■ **Supplied text**:
-- begin --

Young and idealistic. Broke and in debt.
I had just graduated and hoped to land my dream job – writing for a Discovery Channel show. Instead, I hustled at a local marina to stay afloat. My $10-an-hour job scraping barnacle and painting boat bottoms covered rent for my townhouse and my student loan payments. Every month, my income vanished and my checking account hit zero. Ramen noodles were out of budget. I lived below the poverty line.
So I hustled more. My parents instilled strong work ethic at a young age. We worked hard in my house. At 14, I worked for a carpenter. He’d pick me up in his rattling van at 6:30 a.m. and we’d head out to his jobs. I spackled and painted and cleaned rollers, happily completing the grunt work he hated. At 16, I started bussing table at Carrabba’s and worked for another carpenter. He specialized in finishing work – chair rails, crown molding, hand-crafting furniture. “This will come in handy some day,” my dad would say.

-- end --

■ **Record excerpts**:
-- begin --

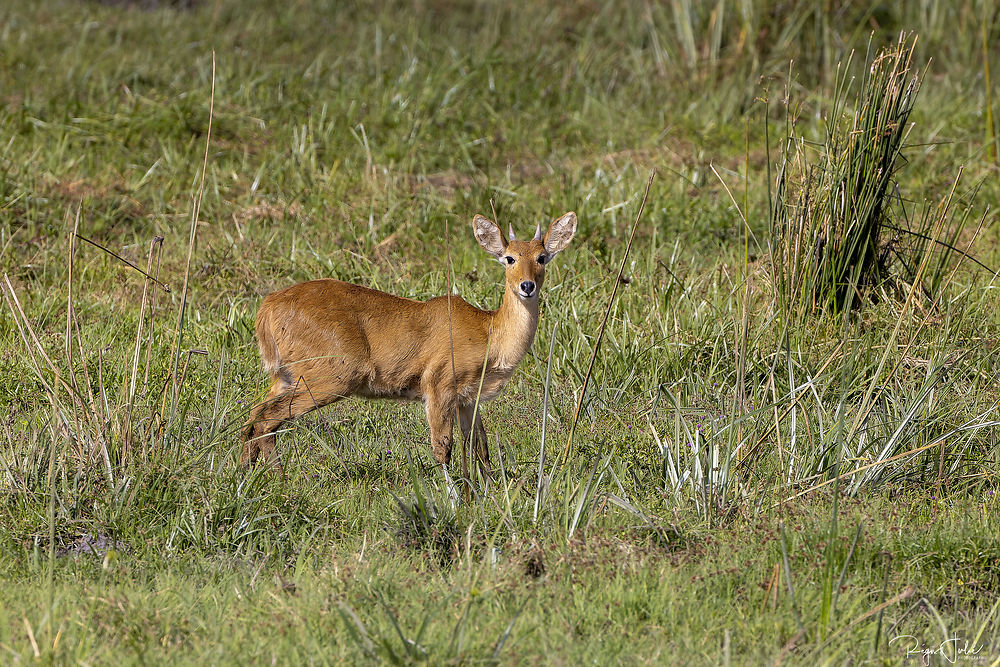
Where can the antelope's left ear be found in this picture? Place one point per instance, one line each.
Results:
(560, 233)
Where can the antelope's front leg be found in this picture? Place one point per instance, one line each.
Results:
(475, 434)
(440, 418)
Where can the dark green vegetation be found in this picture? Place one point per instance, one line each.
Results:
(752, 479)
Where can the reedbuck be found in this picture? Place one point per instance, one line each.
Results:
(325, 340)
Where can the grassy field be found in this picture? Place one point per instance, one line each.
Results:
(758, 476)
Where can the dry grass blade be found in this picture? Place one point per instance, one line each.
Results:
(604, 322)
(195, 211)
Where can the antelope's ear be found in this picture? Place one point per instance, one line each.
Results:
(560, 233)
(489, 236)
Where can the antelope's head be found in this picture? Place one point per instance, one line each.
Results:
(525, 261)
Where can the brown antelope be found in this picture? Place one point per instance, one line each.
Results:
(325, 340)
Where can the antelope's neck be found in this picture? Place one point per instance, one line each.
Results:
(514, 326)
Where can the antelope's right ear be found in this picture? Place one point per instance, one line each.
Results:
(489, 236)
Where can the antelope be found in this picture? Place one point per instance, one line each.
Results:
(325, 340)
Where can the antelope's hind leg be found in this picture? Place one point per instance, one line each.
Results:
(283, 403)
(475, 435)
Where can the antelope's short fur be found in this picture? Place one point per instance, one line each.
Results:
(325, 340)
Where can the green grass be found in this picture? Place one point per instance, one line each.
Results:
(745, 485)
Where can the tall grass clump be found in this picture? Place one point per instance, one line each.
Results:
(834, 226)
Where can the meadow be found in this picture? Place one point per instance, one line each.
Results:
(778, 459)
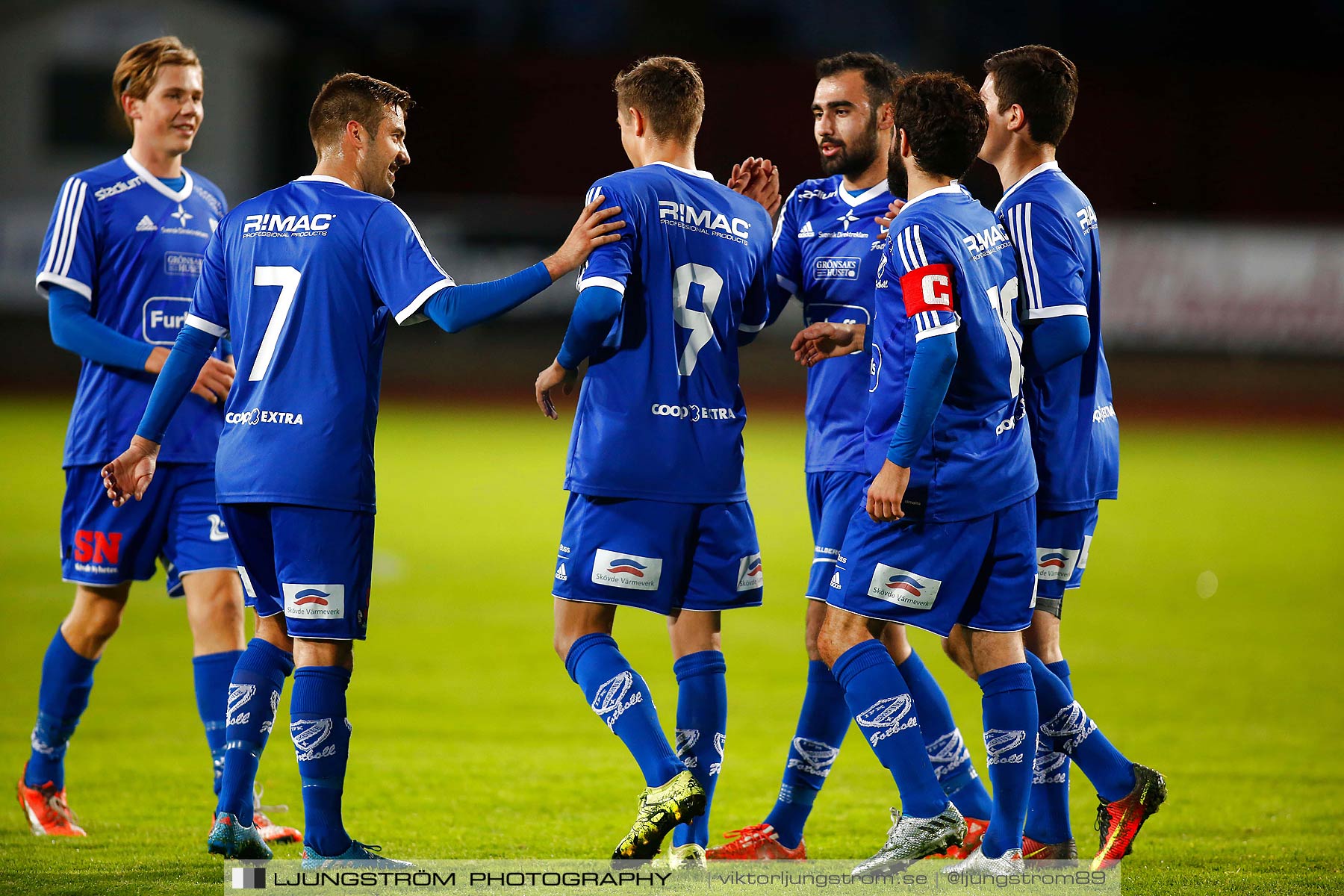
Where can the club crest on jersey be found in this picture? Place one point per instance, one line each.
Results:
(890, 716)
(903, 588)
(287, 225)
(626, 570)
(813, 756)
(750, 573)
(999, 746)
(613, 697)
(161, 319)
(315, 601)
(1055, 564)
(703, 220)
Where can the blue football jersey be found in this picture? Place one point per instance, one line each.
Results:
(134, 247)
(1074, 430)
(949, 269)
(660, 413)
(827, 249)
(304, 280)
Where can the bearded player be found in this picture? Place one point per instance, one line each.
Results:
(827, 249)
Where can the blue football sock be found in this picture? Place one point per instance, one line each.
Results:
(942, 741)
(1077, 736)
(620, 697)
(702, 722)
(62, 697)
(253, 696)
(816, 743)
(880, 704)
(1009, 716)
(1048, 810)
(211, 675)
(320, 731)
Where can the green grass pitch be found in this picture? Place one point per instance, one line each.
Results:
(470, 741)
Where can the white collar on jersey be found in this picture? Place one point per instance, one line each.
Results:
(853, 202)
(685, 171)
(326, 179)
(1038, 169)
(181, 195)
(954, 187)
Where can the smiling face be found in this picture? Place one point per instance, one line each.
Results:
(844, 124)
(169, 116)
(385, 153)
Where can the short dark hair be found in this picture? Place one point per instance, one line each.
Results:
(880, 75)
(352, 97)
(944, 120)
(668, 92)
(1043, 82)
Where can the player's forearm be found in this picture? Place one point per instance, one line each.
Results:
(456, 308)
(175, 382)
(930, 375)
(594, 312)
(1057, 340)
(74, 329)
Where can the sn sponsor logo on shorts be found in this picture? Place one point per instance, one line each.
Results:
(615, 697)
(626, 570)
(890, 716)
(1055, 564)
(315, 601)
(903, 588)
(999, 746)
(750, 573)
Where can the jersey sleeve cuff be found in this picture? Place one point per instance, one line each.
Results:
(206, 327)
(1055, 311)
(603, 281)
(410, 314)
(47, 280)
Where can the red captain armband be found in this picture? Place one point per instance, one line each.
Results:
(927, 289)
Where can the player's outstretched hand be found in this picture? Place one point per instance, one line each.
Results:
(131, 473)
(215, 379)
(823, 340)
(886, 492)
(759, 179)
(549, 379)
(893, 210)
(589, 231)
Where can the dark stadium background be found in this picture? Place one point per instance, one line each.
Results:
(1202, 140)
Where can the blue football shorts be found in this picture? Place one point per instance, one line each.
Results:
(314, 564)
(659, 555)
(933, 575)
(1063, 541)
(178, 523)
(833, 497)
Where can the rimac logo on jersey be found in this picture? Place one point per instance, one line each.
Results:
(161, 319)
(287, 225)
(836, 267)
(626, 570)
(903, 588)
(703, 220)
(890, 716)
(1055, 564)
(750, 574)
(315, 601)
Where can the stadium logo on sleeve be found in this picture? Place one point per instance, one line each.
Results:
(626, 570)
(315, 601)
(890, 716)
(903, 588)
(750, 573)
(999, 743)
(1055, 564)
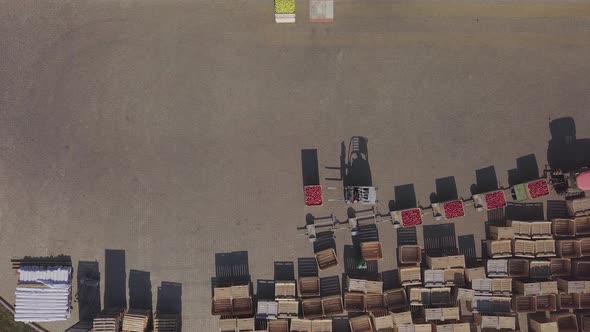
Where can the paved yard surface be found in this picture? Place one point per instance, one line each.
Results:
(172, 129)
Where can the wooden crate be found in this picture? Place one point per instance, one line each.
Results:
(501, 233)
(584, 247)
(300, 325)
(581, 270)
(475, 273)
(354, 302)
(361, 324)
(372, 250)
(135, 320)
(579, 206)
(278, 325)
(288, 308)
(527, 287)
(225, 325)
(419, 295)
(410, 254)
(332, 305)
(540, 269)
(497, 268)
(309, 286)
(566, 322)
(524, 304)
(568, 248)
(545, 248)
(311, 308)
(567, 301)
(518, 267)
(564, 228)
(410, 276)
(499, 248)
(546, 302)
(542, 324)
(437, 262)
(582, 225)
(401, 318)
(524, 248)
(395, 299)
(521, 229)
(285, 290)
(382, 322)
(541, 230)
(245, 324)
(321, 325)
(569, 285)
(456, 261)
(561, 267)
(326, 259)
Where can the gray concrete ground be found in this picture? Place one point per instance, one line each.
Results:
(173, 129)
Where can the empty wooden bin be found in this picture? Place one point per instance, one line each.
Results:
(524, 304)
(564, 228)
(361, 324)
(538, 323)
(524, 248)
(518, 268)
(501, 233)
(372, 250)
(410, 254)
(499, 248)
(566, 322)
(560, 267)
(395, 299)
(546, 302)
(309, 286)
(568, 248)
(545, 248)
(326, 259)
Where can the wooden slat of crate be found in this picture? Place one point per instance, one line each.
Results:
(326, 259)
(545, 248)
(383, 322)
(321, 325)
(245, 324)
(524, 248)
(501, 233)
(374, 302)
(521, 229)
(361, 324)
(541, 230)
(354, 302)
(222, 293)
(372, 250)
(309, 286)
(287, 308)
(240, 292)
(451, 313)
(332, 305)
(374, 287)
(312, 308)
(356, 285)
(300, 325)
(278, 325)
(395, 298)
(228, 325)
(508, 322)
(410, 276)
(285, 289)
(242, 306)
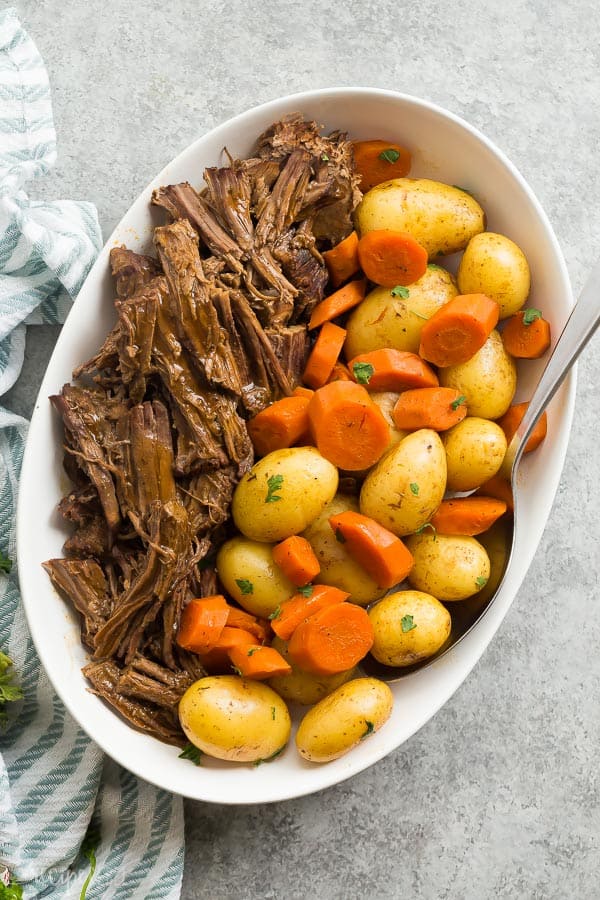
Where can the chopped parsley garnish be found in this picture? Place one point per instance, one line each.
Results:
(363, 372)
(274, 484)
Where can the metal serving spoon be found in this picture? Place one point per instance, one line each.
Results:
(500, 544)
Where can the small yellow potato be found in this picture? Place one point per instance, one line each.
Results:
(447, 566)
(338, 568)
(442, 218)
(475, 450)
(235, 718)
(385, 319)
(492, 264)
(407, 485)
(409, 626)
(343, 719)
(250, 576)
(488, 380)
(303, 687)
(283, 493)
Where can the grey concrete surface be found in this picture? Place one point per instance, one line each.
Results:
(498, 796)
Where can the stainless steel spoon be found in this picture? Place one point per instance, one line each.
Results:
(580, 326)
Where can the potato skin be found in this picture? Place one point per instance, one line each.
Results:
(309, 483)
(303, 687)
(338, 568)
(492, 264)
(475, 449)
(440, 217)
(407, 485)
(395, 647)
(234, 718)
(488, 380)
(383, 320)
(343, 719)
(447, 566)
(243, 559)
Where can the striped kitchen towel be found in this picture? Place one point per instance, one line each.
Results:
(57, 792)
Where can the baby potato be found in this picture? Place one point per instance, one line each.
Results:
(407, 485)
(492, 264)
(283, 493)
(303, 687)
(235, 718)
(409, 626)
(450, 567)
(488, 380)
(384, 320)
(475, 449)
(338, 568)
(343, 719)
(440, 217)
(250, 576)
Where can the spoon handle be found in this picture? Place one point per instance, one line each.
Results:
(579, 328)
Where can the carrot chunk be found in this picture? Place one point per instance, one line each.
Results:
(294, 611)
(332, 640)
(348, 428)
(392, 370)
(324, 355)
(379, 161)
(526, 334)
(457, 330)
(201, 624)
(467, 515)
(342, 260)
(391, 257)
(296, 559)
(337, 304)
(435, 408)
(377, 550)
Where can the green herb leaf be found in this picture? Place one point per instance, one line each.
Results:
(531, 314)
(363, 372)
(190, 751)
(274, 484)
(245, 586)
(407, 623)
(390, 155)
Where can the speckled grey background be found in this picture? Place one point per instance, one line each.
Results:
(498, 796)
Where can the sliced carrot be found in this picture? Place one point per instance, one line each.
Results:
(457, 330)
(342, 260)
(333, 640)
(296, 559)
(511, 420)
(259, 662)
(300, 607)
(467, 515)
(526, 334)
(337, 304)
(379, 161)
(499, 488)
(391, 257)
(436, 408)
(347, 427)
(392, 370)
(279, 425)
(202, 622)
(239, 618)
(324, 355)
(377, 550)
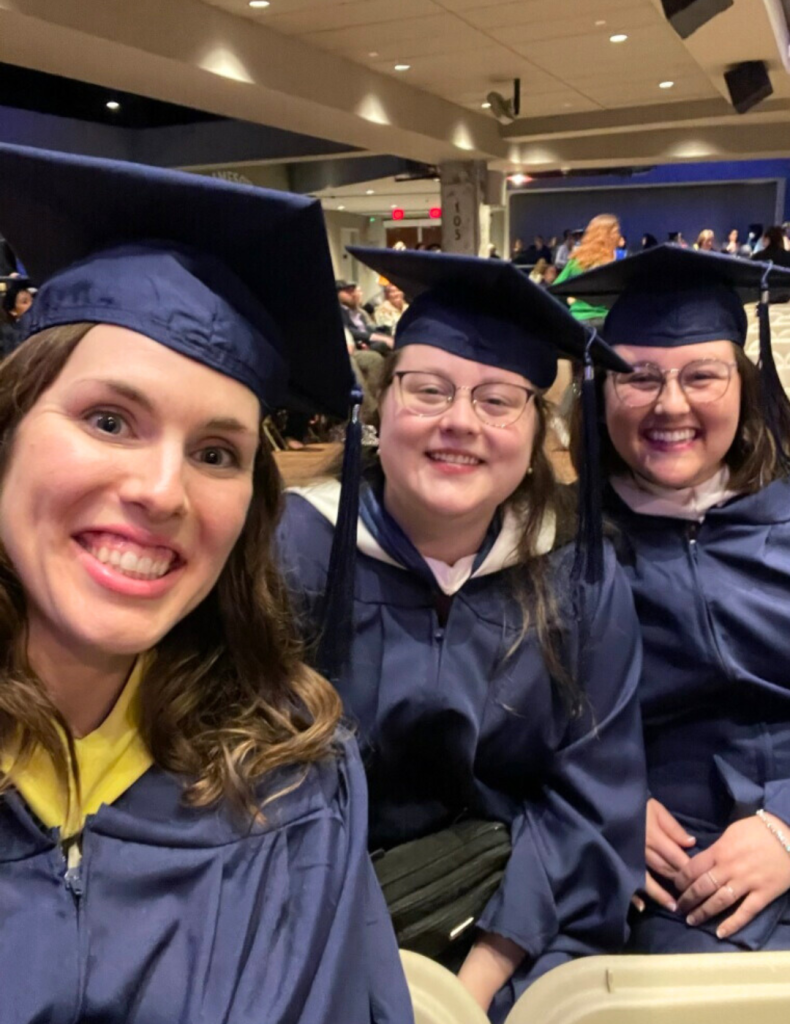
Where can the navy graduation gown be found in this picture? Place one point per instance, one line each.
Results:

-- end --

■ **Task statement**:
According to the passage about working after graduation, at what age did the writer first work for a carpenter? The rows play no part in this exercise.

■ **Solved exercise**:
At 14.